ФРАГМЕНТ ТЕКСТА =
══════════════════════════════
В ситуации отсутствия правового статуса вопрос о лингвистическом статусе языка русской диаспоры в ФРГ остаётся открытым. Очевидно, здесь играет роль ряд экстралингвистических обстоятельств, связанных с его изучением. Язык русского зарубежья, отмеченный влиянием доминирующих языков окружения, впервые был зафиксирован в работах послереволюционных эмигрантов-лингвистов [22]12. Заметного резонанса эти работы не получили, и язык эмиграции долгое время оставался вне поля зрения как советской, так и зарубежной лингвистики. Активное изучение языка диаспор, в том числе и русской, началось только в середине 1990-х годов прежде всего в рамках парадигмы унаследованных языков в США (migrant heritage languages, [23]), ср. также исследования российских авторов, посвященные лингвистической экологии русских конфессиональных [24]; [25] и политических диаспор [26]; [15]; [3].
Включение языков диаспор в лингвистическую парадигму повлекло за собой вопрос о их лингвистическом статусе, сопряженный с рядом трудностей. Во-первых, лингвистический статус языка напрямую проистекает из его административно-политического статуса, который регламентирует и степень его кодификации, и сферы и функции его бытования, определяющие, в свою очередь, степень его функциональной специализации, а также закрепляет его территориальный и социальный статус (престижность) [27, с. 378]. Во-вторых, описание русского языка вне привычной сферы бытования и определение его стратификационного статуса затрудняется представлением об обязательности литературной нормы и для внелитературных страт, а также неприятие самой возможности существования региональных норм [28, с. 95]; [29, с. 38]. Подобные представления также препятствуют признанию того факта, что социально-стилистические параметры языкового варьирования в диаспоре и в метрополии, т.е. стратификация русского языка, могут существенно различаться13.
══════════════════════════════
ИСХОДНЫЕ ЗАПИСИ =
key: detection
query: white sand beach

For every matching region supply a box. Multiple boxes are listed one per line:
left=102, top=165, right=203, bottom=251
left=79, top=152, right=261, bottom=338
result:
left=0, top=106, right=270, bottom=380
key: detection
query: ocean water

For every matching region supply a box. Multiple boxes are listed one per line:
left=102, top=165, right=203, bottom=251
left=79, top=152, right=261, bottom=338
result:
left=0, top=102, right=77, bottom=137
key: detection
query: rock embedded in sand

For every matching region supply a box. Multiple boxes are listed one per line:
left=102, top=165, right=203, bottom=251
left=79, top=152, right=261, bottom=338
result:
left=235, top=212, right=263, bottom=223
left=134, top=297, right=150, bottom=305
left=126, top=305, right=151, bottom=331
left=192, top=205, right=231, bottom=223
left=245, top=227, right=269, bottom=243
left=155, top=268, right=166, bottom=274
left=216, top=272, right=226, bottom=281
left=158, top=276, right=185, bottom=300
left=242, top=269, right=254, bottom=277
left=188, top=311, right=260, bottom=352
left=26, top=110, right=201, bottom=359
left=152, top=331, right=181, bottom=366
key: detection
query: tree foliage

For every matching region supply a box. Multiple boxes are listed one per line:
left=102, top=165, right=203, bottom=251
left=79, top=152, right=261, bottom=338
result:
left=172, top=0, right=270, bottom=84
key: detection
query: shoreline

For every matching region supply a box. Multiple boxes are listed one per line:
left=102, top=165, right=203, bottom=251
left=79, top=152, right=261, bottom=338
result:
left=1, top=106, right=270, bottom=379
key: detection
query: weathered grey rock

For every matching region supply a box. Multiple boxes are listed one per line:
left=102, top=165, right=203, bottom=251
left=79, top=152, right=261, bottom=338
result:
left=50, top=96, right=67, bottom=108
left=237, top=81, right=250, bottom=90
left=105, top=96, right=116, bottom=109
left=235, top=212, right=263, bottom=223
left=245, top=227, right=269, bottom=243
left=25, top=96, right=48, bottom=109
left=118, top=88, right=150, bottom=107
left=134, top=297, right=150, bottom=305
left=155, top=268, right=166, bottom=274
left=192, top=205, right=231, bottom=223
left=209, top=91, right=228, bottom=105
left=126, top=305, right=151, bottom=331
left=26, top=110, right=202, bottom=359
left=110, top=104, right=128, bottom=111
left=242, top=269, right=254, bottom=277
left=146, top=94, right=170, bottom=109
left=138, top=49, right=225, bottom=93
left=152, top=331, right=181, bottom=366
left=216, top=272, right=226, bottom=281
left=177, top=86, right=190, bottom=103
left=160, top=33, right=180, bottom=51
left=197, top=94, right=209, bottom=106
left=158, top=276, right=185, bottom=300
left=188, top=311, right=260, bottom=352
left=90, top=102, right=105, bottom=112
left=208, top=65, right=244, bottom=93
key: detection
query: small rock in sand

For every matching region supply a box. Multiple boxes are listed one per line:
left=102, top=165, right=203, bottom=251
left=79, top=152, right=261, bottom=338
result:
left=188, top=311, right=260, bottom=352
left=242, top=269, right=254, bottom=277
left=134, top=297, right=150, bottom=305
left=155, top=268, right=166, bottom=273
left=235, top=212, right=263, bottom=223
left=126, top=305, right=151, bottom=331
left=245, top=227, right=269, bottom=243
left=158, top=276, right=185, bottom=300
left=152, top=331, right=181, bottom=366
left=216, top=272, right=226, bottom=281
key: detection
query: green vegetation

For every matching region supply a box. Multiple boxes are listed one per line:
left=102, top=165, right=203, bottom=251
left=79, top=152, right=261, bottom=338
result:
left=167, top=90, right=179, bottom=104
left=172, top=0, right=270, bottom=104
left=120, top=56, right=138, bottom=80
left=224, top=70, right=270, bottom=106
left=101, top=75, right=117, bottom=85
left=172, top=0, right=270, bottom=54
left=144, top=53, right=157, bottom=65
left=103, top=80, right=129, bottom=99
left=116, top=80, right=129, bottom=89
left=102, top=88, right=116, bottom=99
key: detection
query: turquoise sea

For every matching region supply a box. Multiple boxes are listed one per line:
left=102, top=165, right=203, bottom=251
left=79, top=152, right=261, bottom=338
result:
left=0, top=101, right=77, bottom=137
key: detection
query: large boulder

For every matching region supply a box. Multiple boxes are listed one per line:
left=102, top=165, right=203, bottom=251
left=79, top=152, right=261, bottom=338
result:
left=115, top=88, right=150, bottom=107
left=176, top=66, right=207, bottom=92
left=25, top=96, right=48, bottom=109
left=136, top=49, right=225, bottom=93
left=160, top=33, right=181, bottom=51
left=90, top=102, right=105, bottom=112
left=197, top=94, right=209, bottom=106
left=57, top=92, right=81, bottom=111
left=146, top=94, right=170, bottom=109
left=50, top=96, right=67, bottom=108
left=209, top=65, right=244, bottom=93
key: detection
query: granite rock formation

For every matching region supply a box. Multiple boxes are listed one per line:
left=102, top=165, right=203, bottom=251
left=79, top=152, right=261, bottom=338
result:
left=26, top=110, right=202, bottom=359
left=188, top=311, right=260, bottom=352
══════════════════════════════
ЗАДАНИЯ =
1: Скопируйте из фрагмента текста дословно отрывок от «В ситуации отсутствия» до «[26]; [15]; [3].».
2: Перечислите все виды статуса языка, которые упоминаются во фрагменте текста.
3: Перескажите абзац фрагмента текста, начинающийся словами «Включение языков диаспор», в виде краткого списка, сохранив основные факты.
Для выполнения заданий опирайтесь только на фрагмент текста.

ОТВЕТЫ ПО ПОРЯДКУ =
1:
В ситуации отсутствия правового статуса вопрос о лингвистическом статусе языка русской диаспоры в ФРГ остаётся открытым. Очевидно, здесь играет роль ряд экстралингвистических обстоятельств, связанных с его изучением. Язык русского зарубежья, отмеченный влиянием доминирующих языков окружения, впервые был зафиксирован в работах послереволюционных эмигрантов-лингвистов [22]12. Заметного резонанса эти работы не получили, и язык эмиграции долгое время оставался вне поля зрения как советской, так и зарубежной лингвистики. Активное изучение языка диаспор, в том числе и русской, началось только в середине 1990-х годов прежде всего в рамках парадигмы унаследованных языков в США (migrant heritage languages, [23]), ср. также исследования российских авторов, посвященные лингвистической экологии русских конфессиональных [24]; [25] и политических диаспор [26]; [15]; [3].

2: Правовой, лингвистический, административно-политический, территориальный, социальный (престижность), стратификационный.

3:
Включение языков диаспор в лингвистическую парадигму поставило вопрос об их лингвистическом статусе. Решение этого вопроса осложняют две трудности:
- Лингвистический статус языка прямо вытекает из его административно-политического статуса. Этот статус определяет степень кодификации, сферы и функции бытования и, следовательно, функциональную специализацию языка. Он же закрепляет его территориальный и социальный статус (престижность).
- Описанию русского языка вне привычной сферы и определению его стратификационного статуса мешают два представления: что литературная норма обязательна и для внелитературных страт и что региональные нормы невозможны. Эти представления также препятствуют признанию того, что стратификация русского языка в диаспоре и в метрополии может существенно различаться.